§ Set problem
Put each line of the data below into a JSON list of strings, one string per line, skipping blank lines and leaving out the pictures.

▽

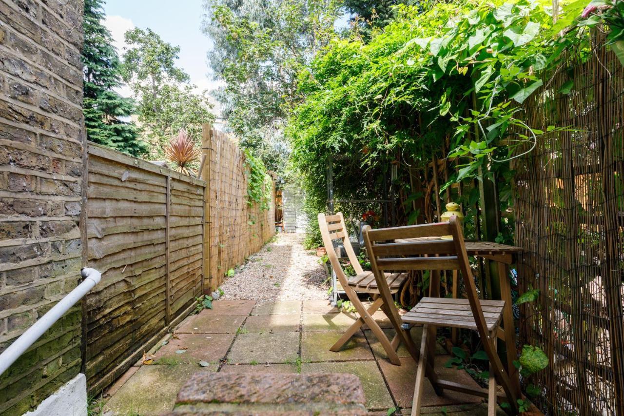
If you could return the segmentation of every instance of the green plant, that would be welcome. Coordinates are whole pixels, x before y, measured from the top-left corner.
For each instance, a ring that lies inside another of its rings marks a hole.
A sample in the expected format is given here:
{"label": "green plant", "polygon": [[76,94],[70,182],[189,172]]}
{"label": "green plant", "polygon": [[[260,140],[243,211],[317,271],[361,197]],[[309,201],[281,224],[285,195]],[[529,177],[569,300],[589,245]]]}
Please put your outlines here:
{"label": "green plant", "polygon": [[258,204],[260,209],[265,211],[271,206],[273,179],[266,173],[266,167],[260,158],[254,156],[248,149],[244,149],[243,151],[247,168],[247,204],[251,207]]}
{"label": "green plant", "polygon": [[354,314],[357,312],[357,309],[353,306],[353,304],[351,303],[351,300],[343,300],[342,299],[338,299],[336,303],[336,306],[338,306],[339,309],[342,309],[343,311],[348,314]]}
{"label": "green plant", "polygon": [[203,295],[195,298],[195,313],[198,313],[204,309],[212,309],[212,297],[208,295]]}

△

§ The response
[
  "If you could return the segmentation of every instance of the green plant, that would be welcome. Coordinates are whole pixels, x before y, measured from the top-left corner.",
  "For each instance, a ring that lies inside another of its rings marks a hole.",
  "A sample in the expected format is given here:",
  "{\"label\": \"green plant\", \"polygon\": [[76,94],[70,182],[189,172]]}",
  "{\"label\": \"green plant\", \"polygon\": [[[260,140],[243,211],[317,271],[361,197]],[[309,201],[281,224],[285,195]],[[529,177],[569,300],[589,245]]]}",
  "Please put your outlines here:",
  "{\"label\": \"green plant\", \"polygon\": [[258,204],[260,209],[265,211],[271,206],[273,179],[266,173],[266,167],[260,158],[254,156],[248,149],[244,149],[243,151],[247,168],[247,204],[251,207]]}",
  "{\"label\": \"green plant\", \"polygon\": [[354,314],[357,312],[357,309],[353,306],[353,304],[351,303],[351,300],[343,300],[342,299],[338,299],[336,303],[336,306],[338,306],[339,309],[342,309],[343,311],[348,314]]}",
  "{\"label\": \"green plant\", \"polygon\": [[203,295],[195,298],[195,313],[198,313],[204,309],[212,309],[212,297],[208,295]]}"
]